**Objectif visé**
Repérez, s'il vous plaît, chaque ligne des enregistrements ci-dessous qui contient le mot "roasted", puis recopiez ces lignes.

**Données à traiter**
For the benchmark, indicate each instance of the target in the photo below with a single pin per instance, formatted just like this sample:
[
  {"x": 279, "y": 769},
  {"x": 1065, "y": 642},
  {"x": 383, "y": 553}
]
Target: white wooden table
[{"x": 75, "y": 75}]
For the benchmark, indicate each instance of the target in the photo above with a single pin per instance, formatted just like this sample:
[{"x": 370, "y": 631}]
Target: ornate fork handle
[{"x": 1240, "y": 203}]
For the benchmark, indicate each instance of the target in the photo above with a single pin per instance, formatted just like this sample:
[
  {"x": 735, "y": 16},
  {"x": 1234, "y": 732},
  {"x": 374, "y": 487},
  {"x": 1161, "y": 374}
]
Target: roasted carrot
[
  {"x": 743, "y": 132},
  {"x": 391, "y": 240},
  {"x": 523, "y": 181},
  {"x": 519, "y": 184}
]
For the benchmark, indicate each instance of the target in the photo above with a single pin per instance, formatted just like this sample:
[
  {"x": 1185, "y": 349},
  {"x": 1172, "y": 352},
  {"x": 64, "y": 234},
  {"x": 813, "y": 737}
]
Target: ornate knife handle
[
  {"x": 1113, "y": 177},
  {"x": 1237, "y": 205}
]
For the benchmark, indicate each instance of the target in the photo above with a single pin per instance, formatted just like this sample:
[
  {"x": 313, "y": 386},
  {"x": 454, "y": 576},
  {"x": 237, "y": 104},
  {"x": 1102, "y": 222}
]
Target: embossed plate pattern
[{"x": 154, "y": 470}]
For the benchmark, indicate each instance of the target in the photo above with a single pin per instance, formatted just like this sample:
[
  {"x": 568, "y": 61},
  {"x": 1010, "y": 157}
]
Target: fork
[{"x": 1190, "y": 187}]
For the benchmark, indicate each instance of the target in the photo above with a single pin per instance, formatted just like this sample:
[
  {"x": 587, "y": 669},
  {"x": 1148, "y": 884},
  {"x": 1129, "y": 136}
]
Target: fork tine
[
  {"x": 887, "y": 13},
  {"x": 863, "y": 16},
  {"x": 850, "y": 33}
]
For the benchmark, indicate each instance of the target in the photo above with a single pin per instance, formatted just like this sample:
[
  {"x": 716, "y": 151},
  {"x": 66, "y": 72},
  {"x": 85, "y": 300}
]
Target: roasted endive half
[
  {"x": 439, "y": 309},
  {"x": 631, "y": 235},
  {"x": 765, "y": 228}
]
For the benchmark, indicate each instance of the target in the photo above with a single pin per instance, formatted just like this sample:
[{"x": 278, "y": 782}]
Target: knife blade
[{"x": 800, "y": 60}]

**Réponse attendue**
Target: roasted carrot
Target: roasted endive half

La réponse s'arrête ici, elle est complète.